- _Fragmento del documento_:
O sea, que llega el verano, la calor y los 40 y muchos grados  :Cool:  
Como tú comprenderas así no se puede trabajar a un buen ritmo; nos puede dar  un soponcio  :Embarrassment: 
Lo dejaremos para el año que viene. (como ocurria con el metro). Ahora estan con el de Malaga, pobres boquerones, no saben lo que les espera  :Mad: 
Claro que si quieren metro...... :Big Grin:

----------


## FEDE

Hola a todos:

Aqui os dejo algunas fotos de las obras en la nueva esclusa de Sevilla, tomadas hace 1 mes el dia 08-04-2010 algunas ya las he puesto antes en el hilo ¿Qué será....?

Un saludo a todos  :Smile:

----------


## FEDE

Hola a todos:

Aquí os dejo noticia sacada de diariodesevilla.es
http://www.diariodesevilla.es/articl...eptiembre.html

Un saludo a todos  :Smile: 

*La nueva esclusa, en septiembre* 

Las certificaciones de obra llegan al 85% de la inversión de 163 millones de euros y ya no hay que temer nuevos retrasos por las lluvias, que elevaron el nivel de agua cuatro metros por encima de la antesclusa 

La Autoridad Portuaria se atreve a fijar para septiembre la fecha en la que la nueva esclusa de Sevilla, en terrenos de Gelves, recibirá los primeros barcos y estará plenamente operativa. El grueso de las obras de esta estructura está superado, sus cuatro compuertas deslizantes y los tres puentes levadizos colocados, y no hay previsiones de lluvias torrenciales que temer de aquí a final de año para concluir las conexiones por carretera y ferrocarril que parten de los puentes. 

El nivel de certificaciones de obra llega ya al 85% de la inversión, lo que significa que las constructoras (UTE FCC, Azvi y Sedra) han ejecutado y cobrado 140 millones de euros y quedan por gastar unos 20 millones en números redondos de los 163 millones de inversión total, según datos ofrecidos a este periódico por el presidente, Manuel Fernández. La cifra de trabajadores, que alcanzó puntas de 400 operarios en las fases más duras, ha bajado ya a un 10% de esta cantidad.

En la actualidad los trabajos se centran en el montaje de las conexiones internas de las compuertas para hacerlas funcionar desde la sala de motores, en acabar la urbanización del entorno, las canalizaciones y el cableado, así como en terminar los revestimientos de las oficinas de la moderna torre de control. 

Aún quedan dos hitos importantes de la nueva esclusa: derribar el muro de tierra que cierra la antigua esclusa y unir la nueva estructura al suelo del cuartel del Copero aterrando el brazo de agua que ahora separa ambas instalaciones. Cuando se complete este aterramiento será posible concluir las conexiones del puerto de Sevilla por carretera y ferrocarril. Según explicó Manuel Fernández, el colofón de las obras serán estas dos operaciones citadas.

- _Solicitud escrita 1_:
Actualiza los registros desde la línea que contiene "Task: set a point on the text" hasta el final de los registros, ambos extremos incluidos, cambiando "car hood" por "car roof" y sin modificar nada más.
El fragmento del documento y los registros son materiales independientes entre sí.

- _Registros de datos_:

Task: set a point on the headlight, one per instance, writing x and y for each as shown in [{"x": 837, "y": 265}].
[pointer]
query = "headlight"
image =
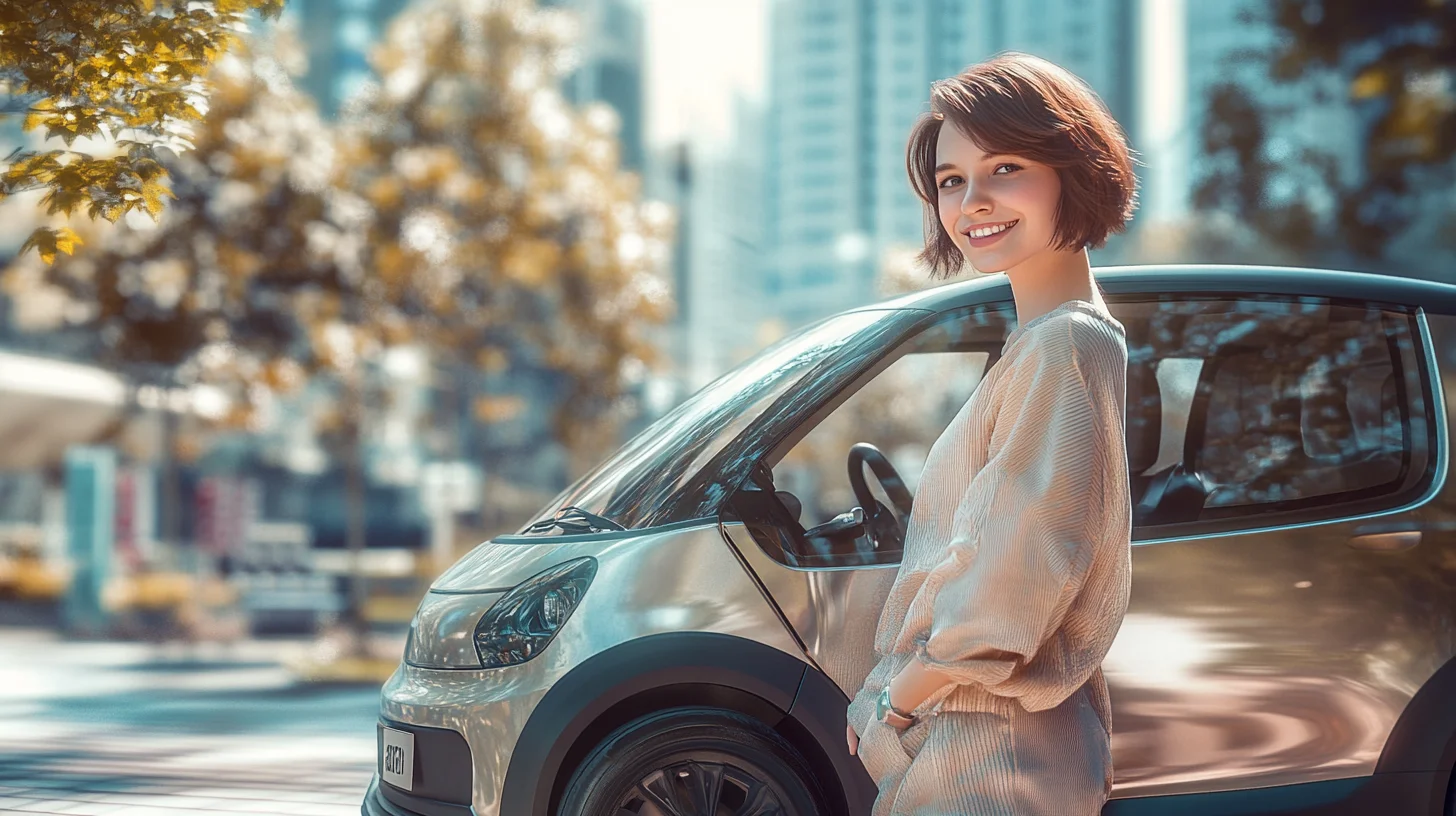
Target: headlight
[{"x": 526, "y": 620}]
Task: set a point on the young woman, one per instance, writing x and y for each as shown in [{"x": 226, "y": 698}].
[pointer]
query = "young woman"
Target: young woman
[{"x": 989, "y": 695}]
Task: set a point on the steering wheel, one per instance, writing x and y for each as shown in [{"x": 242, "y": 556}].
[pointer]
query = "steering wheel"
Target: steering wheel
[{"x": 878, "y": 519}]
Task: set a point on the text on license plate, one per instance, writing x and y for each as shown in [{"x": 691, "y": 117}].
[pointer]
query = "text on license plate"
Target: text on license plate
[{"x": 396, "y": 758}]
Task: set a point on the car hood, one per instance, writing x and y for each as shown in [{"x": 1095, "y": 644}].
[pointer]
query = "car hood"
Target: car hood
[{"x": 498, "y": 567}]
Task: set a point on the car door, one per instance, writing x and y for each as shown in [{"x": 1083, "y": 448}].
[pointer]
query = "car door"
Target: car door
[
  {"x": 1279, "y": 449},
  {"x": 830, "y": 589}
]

- _Solicitud escrita 2_:
Resume en dos oraciones el fragmento del documento.

- _Respuesta esperada 1_:
Task: set a point on the text on license plate, one per instance, writing x and y for each as shown in [{"x": 691, "y": 117}].
[pointer]
query = "text on license plate"
Target: text on license plate
[{"x": 396, "y": 758}]
Task: set a point on the car roof, one per instance, writing x and y for each as shown in [{"x": 1095, "y": 644}].
[pointer]
query = "car roof"
Target: car roof
[{"x": 498, "y": 567}]
Task: set a point on the car door, one per instance, writing x and y for each as shown in [{"x": 1083, "y": 448}].
[pointer]
query = "car door"
Target: car door
[
  {"x": 1279, "y": 449},
  {"x": 830, "y": 589}
]

- _Respuesta esperada 2_:
Según la noticia compartida en el fragmento, la Autoridad Portuaria fija para septiembre la puesta en funcionamiento de la nueva esclusa de Sevilla, cuyas certificaciones de obra alcanzan ya el 85% de una inversión total de 163 millones de euros. Aún quedan por hacer las conexiones internas de las compuertas, la urbanización del entorno, el derribo del muro de tierra que cierra la antigua esclusa y el aterramiento del brazo de agua que separa la nueva estructura del cuartel del Copero.